*** Brano dell'esercizio ***

Allora, ovunque, egli non vede che l'anima spirituale.»

Noi siamo un frammento, una scintilla di tutta questa bellezza, di tutto questo splendore, perché la nostra anima individuale è parte dell'anima universale.
Il fatto è che, finché viviamo come immersi nel sonno, non ne siamo consapevoli, e ci crediamo separati dal tutto e abbandonati a noi stessi.
Pertanto, la prima cosa che ci si rivela, all'atto del risveglio spirituale, è proprio questa: che noi non siamo soli, che non siamo abbandonati. Una forza immensa ci sostiene, purché sappiamo essere abbastanza umili da riconoscerla e da rivolgerci a lei, per levare una preghiera di lode e di ringraziamento.
Con le nostre sole risorse, infatti, non possiamo fare nulla: siamo deboli come bambini, impotenti come dei ciechi.

***

(Consegne):
1. Trascrivi dal brano sull'anima il passo che va da "Noi siamo un" fino a "e di ringraziamento." compreso.
2. Secondo il brano sull'anima, qual è la prima cosa che ci si rivela all'atto del risveglio spirituale?

*** Voci fornite ***

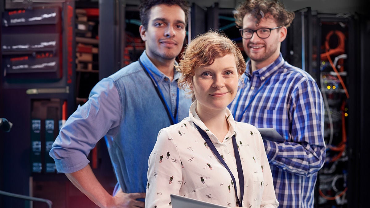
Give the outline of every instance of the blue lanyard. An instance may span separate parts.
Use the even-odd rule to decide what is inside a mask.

***
*** Voci fornite ***

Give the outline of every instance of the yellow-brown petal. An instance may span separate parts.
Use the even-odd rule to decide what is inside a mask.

***
*** Voci fornite ***

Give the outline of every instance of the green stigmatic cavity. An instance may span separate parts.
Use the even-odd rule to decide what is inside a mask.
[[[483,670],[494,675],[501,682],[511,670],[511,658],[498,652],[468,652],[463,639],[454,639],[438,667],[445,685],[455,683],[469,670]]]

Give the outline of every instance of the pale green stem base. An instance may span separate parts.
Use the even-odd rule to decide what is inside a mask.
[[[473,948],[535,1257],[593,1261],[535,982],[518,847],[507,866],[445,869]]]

***

(Soluzioni):
1.
Noi siamo un frammento, una scintilla di tutta questa bellezza, di tutto questo splendore, perché la nostra anima individuale è parte dell'anima universale.
Il fatto è che, finché viviamo come immersi nel sonno, non ne siamo consapevoli, e ci crediamo separati dal tutto e abbandonati a noi stessi.
Pertanto, la prima cosa che ci si rivela, all'atto del risveglio spirituale, è proprio questa: che noi non siamo soli, che non siamo abbandonati. Una forza immensa ci sostiene, purché sappiamo essere abbastanza umili da riconoscerla e da rivolgerci a lei, per levare una preghiera di lode e di ringraziamento.

2. Che noi non siamo soli, che non siamo abbandonati.